List of tasks:
1. In the "King of hearts" post, retype the passage starting at "The man, chief" and ending at "patient named Joe.".
2. According to the "King of hearts" post, how many hours did the surgeon spend on Joe's open-heart procedure?

── Page excerpt ──

Tag Archives: white castle

King of hearts

7 Aug


One of the most solemn men that I have ever known is also responsible for possibly the greatest belly laugh of my entire life.

The man, chief of cardiac surgery at a renowned New York medical insitution, had one day earlier spent eight hours performing an open-heart procedure on a 42-year-old patient named Joe.

“So,” said the man, sounding uncharacteristically warm as he took a seat on his patient’s hospital bed, “how are you feeling today?”

“Okay,” Joe whispered unconvincingly. “How are you feeling today?”

The surgeon smiled briefly and reported that he was doing just fine, then moved closer to his patient.

“Do you mind if I ask you a question?” he said sounding genuinely concerned.

Struggling with discomfort all Joe could manage was a head nod.

“What I’m wondering, see, I mean considering your history, as well as your family’s, of course, which we’ve discussed…”

For a chief surgeon the man was coming awfully close to stammering, which raised the anxiety level in the room considerably. After all, this was not the first but the second time he had performed surgery on this patient in just five years. How could a professional possessing such skill and confidence behave so tentatively? What awful news was he attempting to deliver?

“Would you ever, just possibly, well…” He paused and straightened himself, as if readying for confession, then blurted out, but ever so softly, “consider the idea of becoming a vegetarian?”

The words hovered above the men for what felt like several moments of electrified silence. In reality it took but a few seconds for Joe to summon what little strength he could muster and answer the man.

“Fuck. No.”

The surgeon and I collapsed into such prolonged laughter that two nurses and as many aides appeared at the doorway to see what the fuss was about.

───
── Information given ──

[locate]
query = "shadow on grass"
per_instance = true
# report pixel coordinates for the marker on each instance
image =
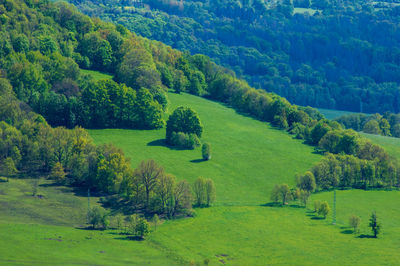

───

Answers to the tasks:
1.
The man, chief of cardiac surgery at a renowned New York medical insitution, had one day earlier spent eight hours performing an open-heart procedure on a 42-year-old patient named Joe.

2. Eight hours.